> **Requirement**: Would you return the records below character for character, without any images?

■ ■ ■ ■ ■ ■ ■

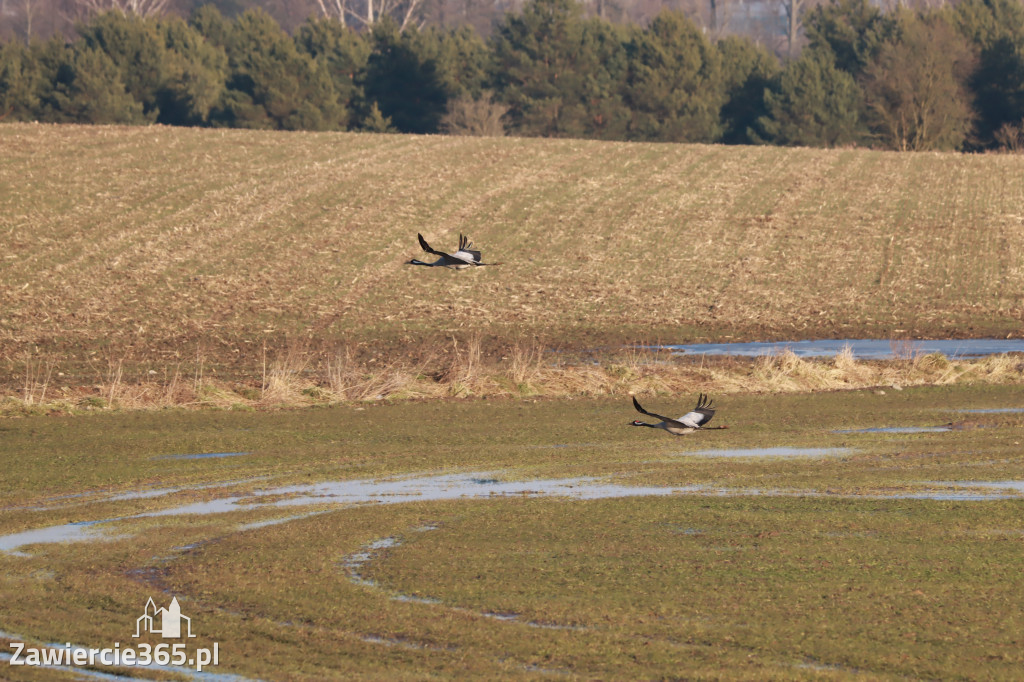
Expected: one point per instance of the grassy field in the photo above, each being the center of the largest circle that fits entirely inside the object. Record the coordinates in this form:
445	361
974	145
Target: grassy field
173	256
809	567
157	267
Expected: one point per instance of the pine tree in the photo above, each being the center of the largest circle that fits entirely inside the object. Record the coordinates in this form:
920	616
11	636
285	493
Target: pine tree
915	89
747	71
86	87
19	82
344	53
271	85
675	87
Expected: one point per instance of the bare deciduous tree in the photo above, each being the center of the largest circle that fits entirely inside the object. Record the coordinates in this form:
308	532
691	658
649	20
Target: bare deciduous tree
139	7
367	12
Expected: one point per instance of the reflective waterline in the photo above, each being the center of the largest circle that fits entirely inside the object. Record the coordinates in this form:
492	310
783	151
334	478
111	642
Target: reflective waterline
898	429
773	452
861	348
477	485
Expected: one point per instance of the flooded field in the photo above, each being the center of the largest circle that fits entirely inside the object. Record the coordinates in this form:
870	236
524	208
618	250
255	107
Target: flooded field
355	544
860	348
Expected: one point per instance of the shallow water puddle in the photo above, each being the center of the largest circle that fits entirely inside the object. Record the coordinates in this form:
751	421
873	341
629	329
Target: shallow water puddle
992	411
773	452
353	564
861	348
476	485
201	456
898	429
78	531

■ ■ ■ ■ ■ ■ ■

> **Written answer**:
Expected: one point per instance of the grassy field in the photo above, each being the center of the largest circle that fits entirely inside the object. Record the coordinates in this form:
445	361
974	145
Target: grassy field
173	256
809	567
157	267
Expected: one point per instance of the pine tree in the photo above, each being the center of the largest circle that fits entirely inside the object. Record the coordinates in this form:
920	616
11	636
285	493
Target: pine tree
915	89
747	71
86	87
19	82
344	53
271	85
675	87
Expected: one point per instance of the bare deciduous tree in the photo above, each being the center of the largest circle that fits entirely inside the object. Record the coordinates in this form:
308	532
691	658
649	20
Target: bare deciduous tree
139	7
367	12
Expected: one point per instance of the reflective waterline in the photo above, each being the center of the largest circle that fits entirely inside the object. Record the coordinates in this form:
492	310
783	151
334	478
111	642
Target: reflective waterline
898	429
773	452
861	348
477	485
Expected: one point per instance of the flooded field in the photo above, each being the center of the largest circle that fits entirely inside the object. Record the coordinates in this form:
870	236
524	208
618	250
255	107
Target: flooded field
355	544
860	348
Expected: one point per instance of the shallow water puddle in the photo above, each being the center of the largest circle that fits entirely inside the object. Record the coordinates in this form:
751	421
873	341
629	329
Target: shallow water puddle
992	411
773	452
353	564
861	348
476	485
201	456
898	429
78	531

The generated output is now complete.